• **Given passage**

□ □ □ □ □

Here's two antidote to some awful journalism. Spread them around, and do something like this when YOU see bad (or good, for that matter) reporting on Y2K. We're really going to need pro-social, pro-active media if we're going to do this thing right... - tom

From: David La Chapelle

Dear Time Magazine,

I find it most unfortunate that you chose to cover the Y2k issue in such a cynical manner. To report on the issue in the tone you took is to undermine the enormous effort of money, human attention and time which is going towards helping us pass through this technological wringer in one piece.

When the New York Times is able to cover the issue with a thorough, balanced, informative and helpful manner I must confess I wonder about the intent of your piece.

The crisis is real. Just ask the check writers in the businesses and governments around the world. To lump it into a catchall category of millennial fever plays to the very fanaticism you purport to sneer at. It is inaccurate, bad reporting and irresponsible to cover a event of such magnitude with such sloppy assumptions, with so little in depth documentation.

I must confess that the article supports the very reason I have let my Time subscription go unrenewed last time it came up for review. There is a pervasive cynicism which runs through the magazine which is an anathema to the thoughtful, reasoned and open dialogue our culture so badly needs.

I might point out that the risk you run as a large, multinational organization with multiple points of supply and a huge computer vulnerability means that your exposure to the very bug you treat so flippantly is vastly larger than mine. How you can ignore this reality is an indication, to me, of how out of touch you have become.

I am saddened by the cynicism in our government, saddened by the loss of hope in our young and saddened to see that the magazine I grew up with as a steady companion has lost its heart. Aren't you?

David La Chapelle

_ _ _ _

From: John Steiner and Margo King

Dear Dick:

A very interesting piece. I learned a lot about the history of the Y2K problem and the millennial strand in our thinking and our history which I find fascinating. In college I actually studied the millennial fever and fervor around the year 1000. Daniel (I think that was/is his first name) Cohn wrote a remarkable book called the "Pursuit of the Millennium" which I still remember.

I also believe Time's intention was good; namely, to defuse a strand of worst case scenario, panic thinking, which is certainly out there, although I and many others believe they are in a vocal minority. I also am not aware of what your role was in the article, so what I am saying may not apply to you.

Overall, I'm afraid, I and my wife, Margo King, who suggested that I write this letter and shares what I have written, would have to characterize your story as most unfortunate and actually irresponsible. I believe you took the easy way out. How easy to be sarcastic, derisive, dismissive, and cynical (also one of the great strains in our history).

How much easier to put down, to focus on the hype and sensationalism, to find the 'crazies' than to find those that are sane and then to do the hard work to educate. We have a complex systems set of problems. You could have been and could still be true educators. There are academics, award winning writers on science and management, who have looked deeply into this problem and deemed it worthy of serious study. I believe that the real stories around Y2K are the (global) complex systems issues and how we have become so dependent and interdependent. The fact of our interconnectedness, technologically, ecologically, and interpersonally, has not yet truly given rise to a world view and paradigm that is commensurate with reality and our new understanding of reality. Do you know how many (dairy) farms are totally dependent on technology and could be at risk?

□ □ □ □ □

[Labeled-object pointing entries]
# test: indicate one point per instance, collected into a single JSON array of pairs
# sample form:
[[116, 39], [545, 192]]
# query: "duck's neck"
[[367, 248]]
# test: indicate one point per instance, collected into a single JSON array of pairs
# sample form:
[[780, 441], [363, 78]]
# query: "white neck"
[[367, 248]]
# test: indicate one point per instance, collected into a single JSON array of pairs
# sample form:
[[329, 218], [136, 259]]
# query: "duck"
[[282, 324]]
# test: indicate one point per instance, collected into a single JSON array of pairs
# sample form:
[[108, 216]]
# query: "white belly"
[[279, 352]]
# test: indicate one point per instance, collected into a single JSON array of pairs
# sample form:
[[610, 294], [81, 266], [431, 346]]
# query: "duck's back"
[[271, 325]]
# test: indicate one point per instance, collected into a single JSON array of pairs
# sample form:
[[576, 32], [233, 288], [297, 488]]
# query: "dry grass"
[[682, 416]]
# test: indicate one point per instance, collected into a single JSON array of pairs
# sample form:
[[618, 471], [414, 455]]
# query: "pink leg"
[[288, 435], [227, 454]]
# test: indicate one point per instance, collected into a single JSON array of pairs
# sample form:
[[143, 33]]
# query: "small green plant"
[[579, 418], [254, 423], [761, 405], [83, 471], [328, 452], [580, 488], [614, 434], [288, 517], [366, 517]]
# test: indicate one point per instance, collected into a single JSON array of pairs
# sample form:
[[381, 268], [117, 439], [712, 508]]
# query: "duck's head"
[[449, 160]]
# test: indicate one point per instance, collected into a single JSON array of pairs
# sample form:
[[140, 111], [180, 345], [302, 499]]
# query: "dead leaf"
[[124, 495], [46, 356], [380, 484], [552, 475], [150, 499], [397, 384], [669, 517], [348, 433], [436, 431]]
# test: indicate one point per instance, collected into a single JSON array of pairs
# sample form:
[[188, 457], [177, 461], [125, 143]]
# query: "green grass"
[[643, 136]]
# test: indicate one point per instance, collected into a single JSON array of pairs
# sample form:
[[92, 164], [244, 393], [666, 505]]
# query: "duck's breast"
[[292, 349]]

□ □ □ □ □

• **Instructions**
1) Reproduce the records verbatim, covering the stretch from the start of the records through the line that contains "[[682, 416]]", both ends included.
2) Pick up the letters about Time's Y2K coverage where they stop, and carry them forward.
The records bear no relation to the letters about Time's Y2K coverage.

• **Answers provided**
1)
# test: indicate one point per instance, collected into a single JSON array of pairs
# sample form:
[[116, 39], [545, 192]]
# query: "duck's neck"
[[367, 248]]
# test: indicate one point per instance, collected into a single JSON array of pairs
# sample form:
[[780, 441], [363, 78]]
# query: "white neck"
[[367, 248]]
# test: indicate one point per instance, collected into a single JSON array of pairs
# sample form:
[[329, 218], [136, 259]]
# query: "duck"
[[282, 324]]
# test: indicate one point per instance, collected into a single JSON array of pairs
# sample form:
[[108, 216]]
# query: "white belly"
[[279, 352]]
# test: indicate one point per instance, collected into a single JSON array of pairs
# sample form:
[[610, 294], [81, 266], [431, 346]]
# query: "duck's back"
[[271, 325]]
# test: indicate one point per instance, collected into a single JSON array of pairs
# sample form:
[[576, 32], [233, 288], [297, 488]]
# query: "dry grass"
[[682, 416]]

2)
You could have accurately assesed the range of belief and opinion, giving some equal weight to respected, professional members of our society, in both the public and private sector, who take this seriously. Just last week at a community meeting in Lafayette, a Colorado state Senator, Terry Phillips, spoke of the importance to be prepared without any religious or millennial overtones, just reasonably and sensibly.

You could have offered a roundtable conversation among reputable people with different points of view.

You could have started, where you dropped into ocassionally, with the single fact that no one really knows what will happen and then taken preparation and contingency planning seriously. Your articles remind me a little of the story of the astronauts in the capsule as the rocket is ready to blast off and asking about the state of the O rings and the guys down on the ground saying, "Don't worry. We're working on it."

You could have used the analogy of a driver on an icy road. If he follows too closely to the car in front of him, he could be in trouble. Driving defensively, he can account for most uncertainties that will arise in front of him.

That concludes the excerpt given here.